** START OF Selected excerpt **

In order to use these data templates, they must be opened in a tabular data program such as Microsoft Excel or Google Sheets, if you would prefer to use an open source tabular data program, this guide has multiple useful alternatives.


Step 3- Assemble Source Materials

Once you have you have submitted your data proposal and received your data template files, you can begin to assemble your sources and plan out how to extract the data you need.

In this example, we will use a page from the Indian Census of 1872. It is a great example of a document that contains rich amounts of historical information which can be extracted into a data-set and added to the Appraising Risk database for other scholars to analyze and make use of.


Step 4- Extract Data to Template

When approaching a source like this, you will need to identify the elements that will become Objects and the elements which can be matched with Variables. Let’s break this document down to its elements and then convert it into our data- set. To begin with, we can assume that we are collecting population data for each location named in our table, but often it is necessary to select the correct data to fulfill the Variables.

Here are our variables from the data template:

Date – we know that this census is from 1872

Location Name – The names in the Blue boxes 

Location Type – We can see that these locations are Districts from the Yellow box 

Population – We can find the ‘Total Population’ column in the Green box 

Notes – We can note that the document contains other spatial information

Reliability – I’d judge these documents as a 3 – the best information available

Reference – We can reference this as we would any other historical document

Contributor – That’s you!


Below, we can see the same information as it is entered into the data template.

The above example shows only a small selection of data extraction, to view an example of a finalized, large-scale data-set, you can download and explore Professor Gwyn Campbell’s Madagascar Population Data-set.


Step 5- Create Accompanying Essay

Researchers should submit data sets with an accompanying essay that provides any contextual information necessary for users to understand the attached data


Step 6- Submit to the IOWC

Once you have completed your data-set, you can submit it to the IOWC by emailing your filled-in template and accompanying essay to iowc at mcgill dot ca. Eventually, we will have a system to submit data directly into our database, but currently it must be submitted to that email address. Once you submit a data-set, it will be reviewed by a member of the IOWC team before being uploaded into our system.

** END OF Selected excerpt **
** START OF Entries shown **

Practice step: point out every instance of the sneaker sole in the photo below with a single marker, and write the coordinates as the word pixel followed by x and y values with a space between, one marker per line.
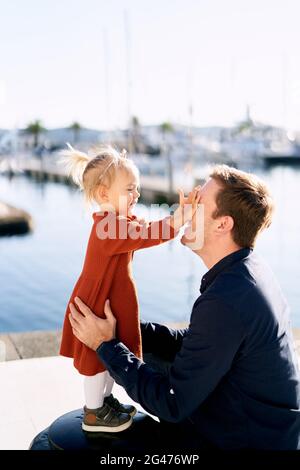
pixel 122 427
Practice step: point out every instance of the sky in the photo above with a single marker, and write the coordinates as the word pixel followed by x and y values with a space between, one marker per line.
pixel 100 61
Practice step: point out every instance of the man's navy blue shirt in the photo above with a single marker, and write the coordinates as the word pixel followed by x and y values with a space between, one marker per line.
pixel 234 373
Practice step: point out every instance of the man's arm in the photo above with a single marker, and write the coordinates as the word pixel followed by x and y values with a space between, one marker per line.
pixel 162 341
pixel 208 349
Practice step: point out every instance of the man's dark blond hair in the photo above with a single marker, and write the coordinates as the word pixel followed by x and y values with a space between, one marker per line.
pixel 246 199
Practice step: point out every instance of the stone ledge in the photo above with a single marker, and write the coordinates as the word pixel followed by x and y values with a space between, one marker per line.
pixel 14 346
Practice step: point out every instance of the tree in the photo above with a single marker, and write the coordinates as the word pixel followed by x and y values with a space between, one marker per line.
pixel 75 128
pixel 35 129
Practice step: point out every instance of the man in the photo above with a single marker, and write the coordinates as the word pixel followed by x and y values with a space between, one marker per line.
pixel 234 379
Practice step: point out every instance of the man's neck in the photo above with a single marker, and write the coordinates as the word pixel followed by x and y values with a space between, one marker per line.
pixel 212 255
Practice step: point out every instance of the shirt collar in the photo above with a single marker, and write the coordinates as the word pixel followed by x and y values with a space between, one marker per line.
pixel 224 263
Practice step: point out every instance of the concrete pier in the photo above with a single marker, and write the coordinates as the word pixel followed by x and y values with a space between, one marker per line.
pixel 36 344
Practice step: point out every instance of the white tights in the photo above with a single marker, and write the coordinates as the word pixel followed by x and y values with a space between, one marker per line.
pixel 96 387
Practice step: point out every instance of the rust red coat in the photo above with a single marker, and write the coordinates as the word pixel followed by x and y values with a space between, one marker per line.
pixel 107 274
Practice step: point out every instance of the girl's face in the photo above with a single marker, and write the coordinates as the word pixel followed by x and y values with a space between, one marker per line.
pixel 123 193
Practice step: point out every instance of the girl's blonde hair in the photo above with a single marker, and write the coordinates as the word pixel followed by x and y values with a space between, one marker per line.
pixel 97 167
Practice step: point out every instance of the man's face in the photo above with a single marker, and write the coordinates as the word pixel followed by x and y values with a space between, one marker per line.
pixel 208 225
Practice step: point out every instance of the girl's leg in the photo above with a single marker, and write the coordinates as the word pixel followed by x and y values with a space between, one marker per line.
pixel 94 390
pixel 109 384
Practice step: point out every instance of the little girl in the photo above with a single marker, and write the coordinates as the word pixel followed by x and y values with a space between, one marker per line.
pixel 111 180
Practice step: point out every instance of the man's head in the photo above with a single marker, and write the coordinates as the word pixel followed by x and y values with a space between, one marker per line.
pixel 237 207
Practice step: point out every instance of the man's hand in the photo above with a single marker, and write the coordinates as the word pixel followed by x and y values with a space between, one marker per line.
pixel 90 329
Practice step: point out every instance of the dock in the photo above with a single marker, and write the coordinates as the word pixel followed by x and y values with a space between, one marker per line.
pixel 14 221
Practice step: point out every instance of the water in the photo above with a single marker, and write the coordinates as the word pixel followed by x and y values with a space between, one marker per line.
pixel 38 271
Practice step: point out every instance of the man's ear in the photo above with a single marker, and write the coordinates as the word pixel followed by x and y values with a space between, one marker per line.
pixel 225 224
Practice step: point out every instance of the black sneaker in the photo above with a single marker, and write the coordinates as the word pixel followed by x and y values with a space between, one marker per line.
pixel 117 406
pixel 105 419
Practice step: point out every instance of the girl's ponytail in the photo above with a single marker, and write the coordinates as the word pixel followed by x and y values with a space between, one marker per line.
pixel 75 163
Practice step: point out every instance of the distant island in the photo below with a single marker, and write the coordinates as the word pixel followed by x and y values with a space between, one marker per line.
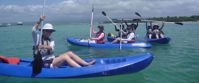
pixel 193 18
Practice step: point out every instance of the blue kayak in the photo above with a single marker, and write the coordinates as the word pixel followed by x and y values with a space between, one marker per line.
pixel 165 40
pixel 102 67
pixel 108 44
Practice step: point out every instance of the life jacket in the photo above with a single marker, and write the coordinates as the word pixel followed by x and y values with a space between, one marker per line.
pixel 133 39
pixel 11 60
pixel 46 54
pixel 100 41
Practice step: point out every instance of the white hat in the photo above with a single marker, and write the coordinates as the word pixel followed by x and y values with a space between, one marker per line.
pixel 49 27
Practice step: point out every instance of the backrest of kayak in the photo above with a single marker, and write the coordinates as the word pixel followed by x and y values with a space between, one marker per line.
pixel 11 60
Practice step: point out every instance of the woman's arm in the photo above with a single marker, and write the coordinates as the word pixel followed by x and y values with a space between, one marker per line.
pixel 162 25
pixel 93 31
pixel 99 37
pixel 49 47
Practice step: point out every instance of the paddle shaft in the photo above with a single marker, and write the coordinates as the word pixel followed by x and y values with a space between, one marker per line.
pixel 91 25
pixel 37 62
pixel 116 26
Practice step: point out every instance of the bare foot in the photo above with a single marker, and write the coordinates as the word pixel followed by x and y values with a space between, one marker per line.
pixel 92 62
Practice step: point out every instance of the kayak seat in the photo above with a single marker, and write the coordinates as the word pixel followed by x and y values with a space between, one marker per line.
pixel 110 61
pixel 11 60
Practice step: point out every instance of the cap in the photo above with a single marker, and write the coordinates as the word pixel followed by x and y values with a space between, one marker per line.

** END OF Entries shown **

_Exercise details_
Summarize the data-submission guide above in three sentences.

_Completed task_
The guide explains that the data templates must be opened in a tabular data program such as Microsoft Excel or Google Sheets, after which contributors assemble their sources and extract data into the template, as illustrated with a page from the Indian Census of 1872. For that page, it matches each template variable (date, location name, location type, population, notes, reliability, reference and contributor) to information in the document. Researchers should then write an accompanying essay and email it with the completed template to iowc at mcgill dot ca, where a member of the IOWC team reviews the data-set before it is uploaded.